[Records from a collection]
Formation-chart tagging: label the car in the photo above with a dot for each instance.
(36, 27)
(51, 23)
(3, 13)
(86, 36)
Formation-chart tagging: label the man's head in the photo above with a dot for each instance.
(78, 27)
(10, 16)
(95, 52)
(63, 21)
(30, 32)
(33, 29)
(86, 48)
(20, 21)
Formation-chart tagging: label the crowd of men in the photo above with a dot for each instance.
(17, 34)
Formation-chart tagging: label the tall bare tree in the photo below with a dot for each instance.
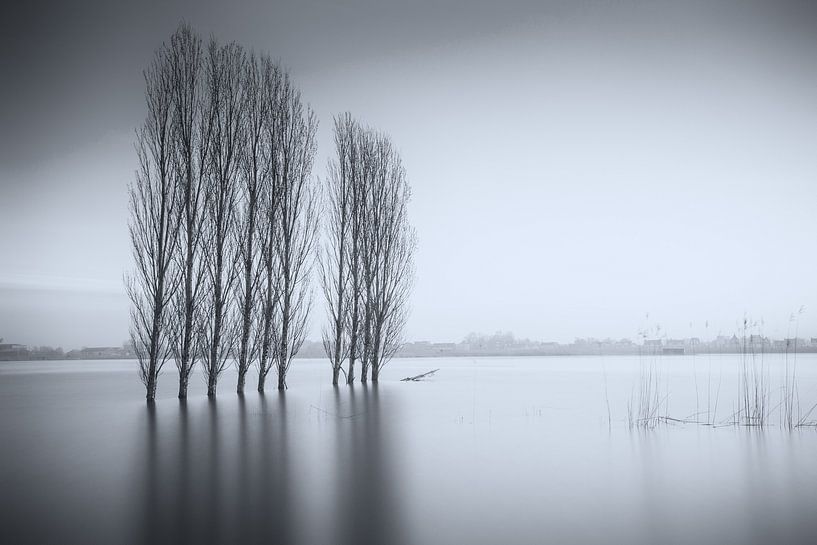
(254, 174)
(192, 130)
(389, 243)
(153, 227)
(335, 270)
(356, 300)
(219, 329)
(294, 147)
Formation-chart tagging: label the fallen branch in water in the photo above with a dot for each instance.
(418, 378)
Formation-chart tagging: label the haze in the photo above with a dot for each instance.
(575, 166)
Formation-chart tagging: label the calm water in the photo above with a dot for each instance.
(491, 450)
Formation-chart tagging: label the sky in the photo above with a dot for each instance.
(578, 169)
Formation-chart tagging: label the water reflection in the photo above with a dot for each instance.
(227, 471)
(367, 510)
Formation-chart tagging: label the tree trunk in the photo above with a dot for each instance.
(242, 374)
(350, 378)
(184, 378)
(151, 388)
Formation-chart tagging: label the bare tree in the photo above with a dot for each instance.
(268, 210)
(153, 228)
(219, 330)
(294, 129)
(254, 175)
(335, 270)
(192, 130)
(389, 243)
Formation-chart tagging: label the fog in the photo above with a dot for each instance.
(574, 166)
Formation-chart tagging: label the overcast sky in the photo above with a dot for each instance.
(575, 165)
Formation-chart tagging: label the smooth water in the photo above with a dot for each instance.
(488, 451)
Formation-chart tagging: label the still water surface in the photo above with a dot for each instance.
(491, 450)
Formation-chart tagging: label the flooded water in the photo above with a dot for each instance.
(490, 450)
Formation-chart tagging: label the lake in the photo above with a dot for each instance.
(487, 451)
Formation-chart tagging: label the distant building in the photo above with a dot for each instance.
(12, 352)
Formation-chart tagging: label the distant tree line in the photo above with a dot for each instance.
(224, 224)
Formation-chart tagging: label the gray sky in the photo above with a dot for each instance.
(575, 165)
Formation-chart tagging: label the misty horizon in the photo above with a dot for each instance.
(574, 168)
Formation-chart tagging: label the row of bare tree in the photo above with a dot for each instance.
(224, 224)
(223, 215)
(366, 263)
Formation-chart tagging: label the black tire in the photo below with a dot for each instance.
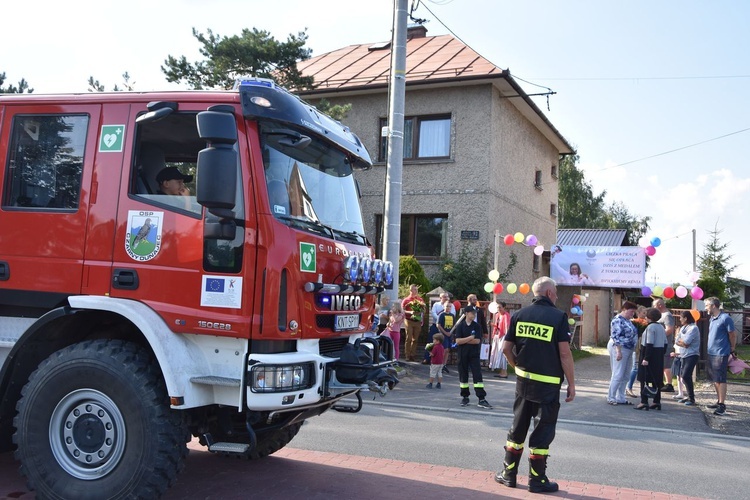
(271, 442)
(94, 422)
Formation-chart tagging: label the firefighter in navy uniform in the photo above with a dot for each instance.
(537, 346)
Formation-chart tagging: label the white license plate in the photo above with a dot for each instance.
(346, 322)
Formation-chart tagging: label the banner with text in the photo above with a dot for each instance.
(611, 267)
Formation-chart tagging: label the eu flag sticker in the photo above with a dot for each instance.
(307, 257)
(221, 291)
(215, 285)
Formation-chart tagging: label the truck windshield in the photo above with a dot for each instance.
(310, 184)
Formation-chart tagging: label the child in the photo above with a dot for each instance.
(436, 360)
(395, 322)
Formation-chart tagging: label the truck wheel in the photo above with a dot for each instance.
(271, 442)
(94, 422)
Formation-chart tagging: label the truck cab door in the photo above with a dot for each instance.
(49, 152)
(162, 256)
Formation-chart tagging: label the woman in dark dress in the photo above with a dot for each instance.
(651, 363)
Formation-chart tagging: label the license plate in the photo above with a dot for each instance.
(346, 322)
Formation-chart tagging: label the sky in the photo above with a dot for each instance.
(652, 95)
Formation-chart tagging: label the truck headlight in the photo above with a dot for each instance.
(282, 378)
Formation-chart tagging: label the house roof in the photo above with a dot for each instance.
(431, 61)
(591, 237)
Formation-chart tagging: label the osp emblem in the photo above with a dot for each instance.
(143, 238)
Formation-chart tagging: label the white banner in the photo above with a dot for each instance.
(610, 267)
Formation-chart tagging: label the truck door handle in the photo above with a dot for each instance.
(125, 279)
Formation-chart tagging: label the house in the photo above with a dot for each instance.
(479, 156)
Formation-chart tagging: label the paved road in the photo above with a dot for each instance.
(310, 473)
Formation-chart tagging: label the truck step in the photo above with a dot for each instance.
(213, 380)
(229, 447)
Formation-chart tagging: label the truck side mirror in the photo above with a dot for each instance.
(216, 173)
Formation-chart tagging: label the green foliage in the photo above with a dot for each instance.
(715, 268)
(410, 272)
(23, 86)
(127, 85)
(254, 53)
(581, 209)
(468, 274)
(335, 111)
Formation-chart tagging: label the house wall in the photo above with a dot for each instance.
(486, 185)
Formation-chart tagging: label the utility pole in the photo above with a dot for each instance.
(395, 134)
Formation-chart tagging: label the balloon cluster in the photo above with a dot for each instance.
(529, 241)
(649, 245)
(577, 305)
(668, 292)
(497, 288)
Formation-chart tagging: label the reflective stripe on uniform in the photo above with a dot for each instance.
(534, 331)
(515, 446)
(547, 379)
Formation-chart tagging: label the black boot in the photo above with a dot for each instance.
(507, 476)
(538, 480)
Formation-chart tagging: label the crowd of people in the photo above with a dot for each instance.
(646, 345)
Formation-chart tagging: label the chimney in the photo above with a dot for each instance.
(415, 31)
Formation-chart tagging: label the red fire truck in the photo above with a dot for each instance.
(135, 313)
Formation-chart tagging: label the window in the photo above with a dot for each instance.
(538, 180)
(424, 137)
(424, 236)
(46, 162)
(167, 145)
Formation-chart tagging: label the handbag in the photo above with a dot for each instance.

==

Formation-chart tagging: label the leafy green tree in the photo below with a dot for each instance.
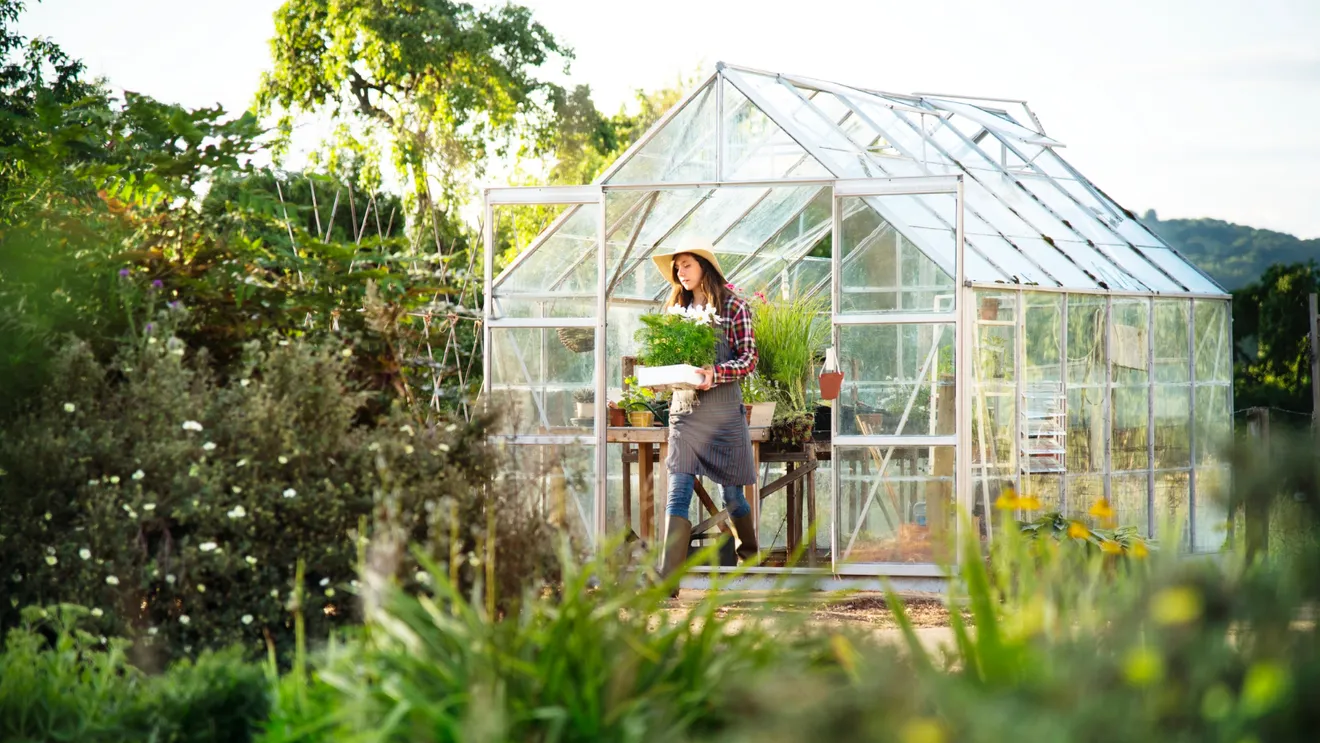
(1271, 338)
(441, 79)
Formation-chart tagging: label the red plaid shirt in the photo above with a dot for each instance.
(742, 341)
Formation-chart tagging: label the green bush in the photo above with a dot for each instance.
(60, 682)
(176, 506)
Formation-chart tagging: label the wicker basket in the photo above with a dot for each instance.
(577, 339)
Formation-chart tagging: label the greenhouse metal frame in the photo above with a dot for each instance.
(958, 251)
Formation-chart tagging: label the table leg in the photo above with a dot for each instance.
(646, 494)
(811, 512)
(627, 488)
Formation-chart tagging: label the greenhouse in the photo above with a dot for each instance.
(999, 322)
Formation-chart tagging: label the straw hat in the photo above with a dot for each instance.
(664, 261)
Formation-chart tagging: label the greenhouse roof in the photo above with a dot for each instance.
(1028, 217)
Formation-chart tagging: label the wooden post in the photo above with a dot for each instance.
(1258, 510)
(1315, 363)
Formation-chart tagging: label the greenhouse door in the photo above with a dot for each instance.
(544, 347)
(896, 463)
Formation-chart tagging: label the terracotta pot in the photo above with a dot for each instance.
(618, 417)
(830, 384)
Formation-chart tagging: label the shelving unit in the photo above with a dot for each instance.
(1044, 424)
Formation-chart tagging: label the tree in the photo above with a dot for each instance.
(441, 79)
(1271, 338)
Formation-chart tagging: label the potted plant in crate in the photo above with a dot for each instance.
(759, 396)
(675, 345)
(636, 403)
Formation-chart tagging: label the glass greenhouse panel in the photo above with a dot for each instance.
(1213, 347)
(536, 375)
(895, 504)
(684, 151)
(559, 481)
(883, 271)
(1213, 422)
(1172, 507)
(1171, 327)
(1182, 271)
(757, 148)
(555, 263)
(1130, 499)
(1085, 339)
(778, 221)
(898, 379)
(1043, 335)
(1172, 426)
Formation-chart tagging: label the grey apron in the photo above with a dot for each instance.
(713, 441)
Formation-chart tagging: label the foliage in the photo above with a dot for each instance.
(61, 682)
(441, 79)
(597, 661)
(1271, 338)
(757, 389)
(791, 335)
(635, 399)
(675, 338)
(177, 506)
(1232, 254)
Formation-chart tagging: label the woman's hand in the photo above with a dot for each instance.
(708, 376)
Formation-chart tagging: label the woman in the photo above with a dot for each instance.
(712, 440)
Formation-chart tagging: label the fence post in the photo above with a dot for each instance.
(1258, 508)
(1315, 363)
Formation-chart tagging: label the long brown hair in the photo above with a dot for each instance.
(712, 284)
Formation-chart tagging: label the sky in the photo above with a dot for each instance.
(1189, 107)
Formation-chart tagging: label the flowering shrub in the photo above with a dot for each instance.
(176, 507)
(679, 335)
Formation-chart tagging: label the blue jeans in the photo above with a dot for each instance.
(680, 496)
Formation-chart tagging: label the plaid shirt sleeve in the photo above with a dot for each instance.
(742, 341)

_Activity_: Among the records above, only the lines between the line holding "Formation-chart tagging: label the red fire" and the line holding "Formation-chart tagging: label the handbag", inclusive, are to be output, exactly as written.

_Response to this task_:
Formation-chart tagging: label the red fire truck in the photo above with a dot for each instance.
(135, 313)
Formation-chart tagging: label the window in the photo above with a dot for each instance.
(538, 180)
(424, 137)
(424, 236)
(46, 162)
(167, 145)
Formation-chart tagging: label the handbag in the photo above with a dot for each instance.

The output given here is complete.